In the email thread below about KMeans clustering problems, why did Mahout KMeans stop working after the Hadoop cluster upgrade? Answer in one to three sentences.

=== Selected passage ===
——
RE: Problems with KMeans clustering

Posted by "Palleti, Pallavi" <pa...@corp.aol.com>.
Hi all,

 The same is discussed here:
https://issues.apache.org/jira/browse/MAHOUT-79

I have patch for fixing this issue ready. If no one is working on it, I
can open an issue in jira and commit the same.

Thanks
Pallavi

-----Original Message-----
From: Jeff Eastman [mailto:jdog@windwardsolutions.com] 
Sent: Thursday, November 06, 2008 5:50 AM
To: mahout-user@lucene.apache.org
Subject: Re: Problems with KMeans clustering

Thanks Steve,

That was a subtle change that was evidently made after Kmeans was 
implemented and did not show up until later when people such as Philippe

and yourself ran it with real problems on real clusters. While the type 
signatures of the reducer and combiner are in fact the same, the values 
provided by the mapper and combiner are different and could indeed 
create the odd behavior that was reported.

The algorithm's dependence upon run-once behavior is pretty fundamental,

since summing of cluster centroids is done in the combiner and the 
reducer does a merge of those clusters. I'd be interested in exactly how

you resolved this.

It likely applies to some of the other clustering implementations too.

Finally, can you explain why this problem no longer seems to occur with 
Hadoop trunk?

Jeff


Steve Schlosser wrote:
> Hi folks
>
> A while back we upgraded our Hadoop cluster from 0.15 to 0.18.0, and I
> found that Mahout Kmeans quit working.  I finally tracked it down to
> the fact that the semantics of the combiner changed between 0.16,
> 0.17, and 0.18 from run exactly once to run zero or more times (which
> is in line with how Map/Reduce was originally specified).  See:
> https://issues.apache.org/jira/browse/HADOOP-3586.
——
=== Information supplied ===
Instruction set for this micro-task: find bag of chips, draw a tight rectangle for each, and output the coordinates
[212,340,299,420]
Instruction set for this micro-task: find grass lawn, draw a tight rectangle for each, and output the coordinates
——
=== Solution for this problem ===
Between Hadoop 0.16, 0.17 and 0.18, the combiner's semantics changed from running exactly once to running zero or more times. KMeans depends on run-once behavior because the combiner sums the cluster centroids and the reducer merges those clusters. Since the mapper and combiner provide different values, the changed semantics could cause the odd behavior that was reported.